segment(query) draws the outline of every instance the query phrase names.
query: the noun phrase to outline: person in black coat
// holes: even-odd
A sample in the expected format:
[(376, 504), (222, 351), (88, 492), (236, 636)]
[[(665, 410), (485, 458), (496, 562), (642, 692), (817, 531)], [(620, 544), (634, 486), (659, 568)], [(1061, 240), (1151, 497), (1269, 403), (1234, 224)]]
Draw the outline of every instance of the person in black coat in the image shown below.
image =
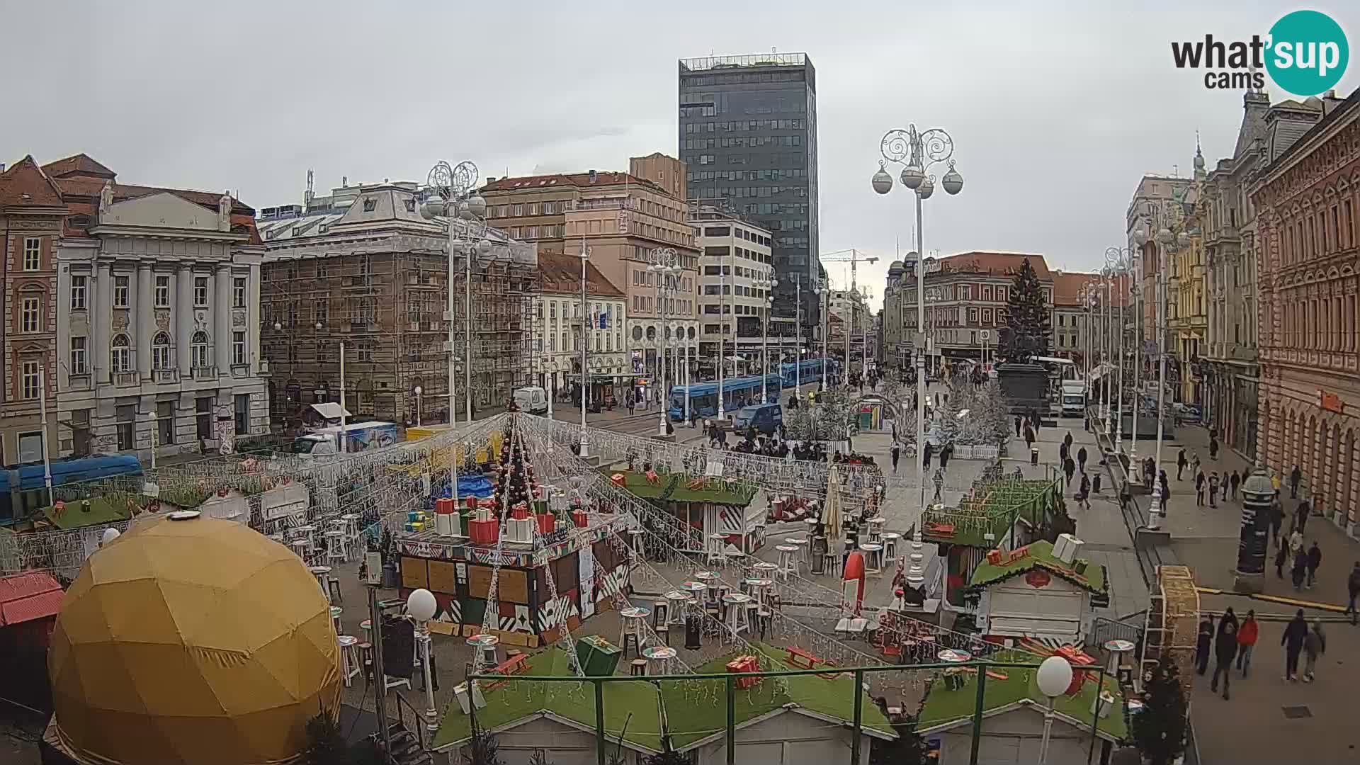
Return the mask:
[(1232, 660), (1238, 657), (1238, 617), (1229, 607), (1219, 621), (1219, 634), (1213, 638), (1213, 679), (1209, 691), (1219, 690), (1219, 675), (1223, 675), (1223, 698), (1228, 698), (1228, 678), (1232, 677)]
[[(1303, 645), (1300, 642), (1299, 645)], [(1209, 651), (1213, 648), (1213, 619), (1205, 617), (1200, 619), (1200, 636), (1194, 644), (1195, 672), (1205, 674), (1209, 670)]]
[(1284, 679), (1289, 682), (1299, 679), (1299, 653), (1303, 652), (1306, 637), (1308, 637), (1308, 622), (1303, 618), (1303, 608), (1299, 608), (1280, 636), (1280, 645), (1284, 645)]

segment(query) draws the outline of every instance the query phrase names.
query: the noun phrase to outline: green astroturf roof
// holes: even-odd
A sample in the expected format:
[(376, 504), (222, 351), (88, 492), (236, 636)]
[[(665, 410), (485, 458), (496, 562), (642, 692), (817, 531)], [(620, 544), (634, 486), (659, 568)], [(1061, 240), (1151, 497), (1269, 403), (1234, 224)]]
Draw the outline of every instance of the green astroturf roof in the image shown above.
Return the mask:
[[(793, 668), (783, 663), (785, 651), (756, 644), (762, 653), (760, 664), (766, 670)], [(726, 672), (732, 656), (715, 659), (696, 674)], [(626, 670), (620, 664), (620, 670)], [(566, 655), (556, 647), (529, 657), (529, 671), (525, 675), (570, 677)], [(845, 723), (854, 719), (854, 677), (849, 674), (826, 679), (816, 675), (764, 678), (751, 689), (737, 689), (733, 696), (736, 723), (741, 726), (786, 705), (797, 705), (815, 715), (821, 715)], [(864, 693), (861, 723), (865, 728), (885, 736), (896, 732)], [(483, 728), (496, 728), (522, 720), (532, 715), (547, 712), (571, 720), (586, 730), (594, 730), (594, 689), (589, 682), (515, 682), (484, 691), (487, 705), (477, 711), (477, 724)], [(624, 740), (651, 751), (661, 746), (661, 704), (670, 731), (672, 746), (681, 750), (715, 734), (722, 734), (728, 720), (726, 682), (710, 681), (668, 681), (660, 691), (650, 682), (608, 682), (604, 683), (605, 734), (611, 740), (623, 735)], [(658, 701), (661, 704), (658, 704)], [(627, 726), (627, 730), (624, 730)], [(434, 747), (457, 745), (472, 735), (472, 717), (462, 713), (457, 701), (445, 709)]]

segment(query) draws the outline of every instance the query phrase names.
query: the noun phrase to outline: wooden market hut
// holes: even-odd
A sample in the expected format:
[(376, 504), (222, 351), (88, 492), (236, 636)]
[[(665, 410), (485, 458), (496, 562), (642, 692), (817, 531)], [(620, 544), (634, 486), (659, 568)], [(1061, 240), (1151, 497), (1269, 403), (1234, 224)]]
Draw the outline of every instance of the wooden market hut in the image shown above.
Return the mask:
[(726, 543), (751, 554), (764, 544), (766, 510), (756, 487), (744, 481), (665, 472), (647, 476), (634, 470), (605, 470), (615, 486), (699, 530), (703, 539), (722, 534)]

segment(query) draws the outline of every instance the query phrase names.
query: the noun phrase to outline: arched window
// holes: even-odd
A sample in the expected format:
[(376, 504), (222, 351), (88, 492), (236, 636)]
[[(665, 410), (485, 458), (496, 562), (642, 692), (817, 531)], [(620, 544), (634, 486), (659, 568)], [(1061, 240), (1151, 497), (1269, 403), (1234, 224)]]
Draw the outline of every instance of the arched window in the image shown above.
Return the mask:
[(113, 372), (116, 374), (120, 372), (132, 372), (132, 343), (128, 340), (128, 336), (116, 335), (110, 350), (113, 354), (109, 361)]
[(170, 369), (170, 335), (165, 332), (151, 338), (151, 369)]
[(208, 366), (208, 333), (199, 329), (193, 333), (193, 339), (189, 342), (189, 350), (192, 351), (193, 368), (203, 369)]

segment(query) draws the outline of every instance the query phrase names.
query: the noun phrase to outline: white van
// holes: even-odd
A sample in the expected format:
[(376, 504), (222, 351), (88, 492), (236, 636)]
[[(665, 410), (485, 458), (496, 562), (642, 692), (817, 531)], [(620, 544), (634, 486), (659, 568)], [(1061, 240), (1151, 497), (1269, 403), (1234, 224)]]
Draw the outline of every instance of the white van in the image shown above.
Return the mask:
[(515, 388), (514, 404), (526, 414), (548, 414), (548, 392), (537, 385)]

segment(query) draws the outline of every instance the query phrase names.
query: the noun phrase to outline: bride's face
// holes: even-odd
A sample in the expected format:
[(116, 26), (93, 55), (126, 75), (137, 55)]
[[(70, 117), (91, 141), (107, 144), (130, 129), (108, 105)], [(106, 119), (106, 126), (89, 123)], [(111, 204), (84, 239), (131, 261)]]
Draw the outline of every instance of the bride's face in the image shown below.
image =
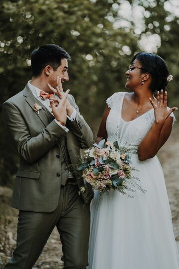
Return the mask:
[(142, 65), (140, 62), (135, 59), (129, 65), (129, 69), (125, 72), (127, 81), (125, 87), (130, 90), (141, 85), (143, 74), (141, 73)]

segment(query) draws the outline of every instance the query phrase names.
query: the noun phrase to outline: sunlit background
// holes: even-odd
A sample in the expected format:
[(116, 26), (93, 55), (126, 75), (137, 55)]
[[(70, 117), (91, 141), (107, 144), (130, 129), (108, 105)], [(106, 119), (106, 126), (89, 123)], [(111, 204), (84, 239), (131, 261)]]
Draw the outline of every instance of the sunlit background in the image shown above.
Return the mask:
[[(31, 78), (31, 51), (52, 43), (72, 56), (64, 87), (94, 132), (107, 98), (126, 90), (125, 72), (139, 51), (166, 61), (174, 76), (169, 105), (178, 105), (179, 0), (1, 0), (0, 9), (1, 111)], [(2, 117), (0, 124), (0, 183), (10, 185), (18, 157), (6, 141)]]

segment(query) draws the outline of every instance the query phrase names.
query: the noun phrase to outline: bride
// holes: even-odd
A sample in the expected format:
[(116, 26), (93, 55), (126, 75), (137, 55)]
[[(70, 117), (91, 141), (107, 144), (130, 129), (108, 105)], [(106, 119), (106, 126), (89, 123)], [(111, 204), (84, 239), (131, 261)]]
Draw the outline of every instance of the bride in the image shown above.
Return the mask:
[(173, 111), (178, 109), (167, 107), (166, 90), (172, 76), (162, 58), (145, 52), (134, 57), (126, 75), (125, 87), (131, 92), (115, 93), (107, 100), (97, 141), (103, 137), (136, 148), (131, 160), (138, 171), (133, 175), (147, 191), (137, 190), (133, 199), (110, 191), (99, 206), (95, 192), (88, 268), (179, 269), (164, 174), (156, 156), (171, 132)]

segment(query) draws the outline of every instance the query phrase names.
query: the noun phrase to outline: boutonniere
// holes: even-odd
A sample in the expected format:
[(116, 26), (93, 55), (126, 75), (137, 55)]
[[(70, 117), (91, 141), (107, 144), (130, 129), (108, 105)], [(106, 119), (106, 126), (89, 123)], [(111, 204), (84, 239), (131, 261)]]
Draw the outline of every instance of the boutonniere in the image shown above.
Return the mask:
[(80, 190), (79, 191), (79, 195), (80, 195), (80, 194), (81, 192), (82, 192), (82, 193), (83, 193), (84, 192), (85, 192), (85, 187), (81, 187), (80, 188)]
[(35, 103), (33, 107), (34, 111), (37, 111), (37, 114), (39, 114), (40, 109), (42, 109), (42, 107), (41, 106), (39, 106), (39, 105), (38, 105), (36, 103)]

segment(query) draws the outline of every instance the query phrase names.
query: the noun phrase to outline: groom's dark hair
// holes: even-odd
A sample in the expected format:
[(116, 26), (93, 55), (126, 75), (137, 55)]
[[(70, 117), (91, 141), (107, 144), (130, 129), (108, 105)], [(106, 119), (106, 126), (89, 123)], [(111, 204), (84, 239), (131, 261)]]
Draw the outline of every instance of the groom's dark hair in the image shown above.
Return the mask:
[(34, 49), (31, 55), (32, 76), (40, 76), (47, 65), (50, 65), (56, 71), (64, 58), (70, 59), (70, 56), (63, 48), (54, 44), (44, 45)]

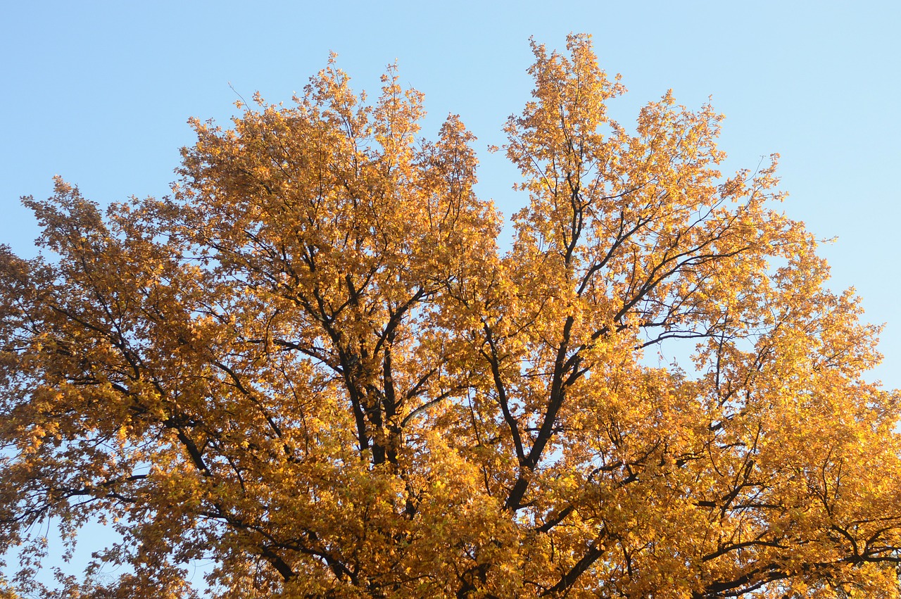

================

## Your instructions:
Copy the listing from its first line up to and including the line with "645), (1284, 645)]", requests included but pictures left out, multiplying every coordinate in the answers by 2.5 and rounding to whole numbers with halves rounded up. Leave the numbers in the requests and their format samples unchanged.

## Right answer:
segment(query) draws the outline of every instance the query phrase names.
query: the noun phrase to outline: person in black coat
// holes: even-odd
A sample in the expected format:
[(376, 504), (222, 351), (88, 492), (236, 636)]
[[(665, 410), (485, 458), (496, 562), (642, 692), (817, 531)], [(620, 544), (634, 486), (659, 568)], [(1061, 240), (1151, 497), (1269, 403), (1234, 224)]]
Draw the outline of every instance of the person in black coat in the image shown below.
image =
Return the mask:
[(3080, 1650), (3095, 1643), (3095, 1543), (3073, 1518), (3048, 1553), (3048, 1585), (3033, 1595), (3033, 1698), (3023, 1728), (3048, 1725), (3048, 1688), (3058, 1688), (3058, 1745), (3070, 1745), (3070, 1695), (3080, 1693)]
[[(3258, 1613), (3250, 1605), (3248, 1613)], [(3023, 1628), (3033, 1620), (3033, 1548), (3013, 1543), (3000, 1548), (3000, 1590), (2985, 1610), (2988, 1680), (3013, 1685), (3023, 1675)]]
[(3210, 1698), (3223, 1705), (3248, 1698), (3248, 1633), (3258, 1630), (3265, 1593), (3270, 1593), (3270, 1555), (3258, 1545), (3258, 1520), (3248, 1520), (3200, 1590), (3200, 1613), (3210, 1613)]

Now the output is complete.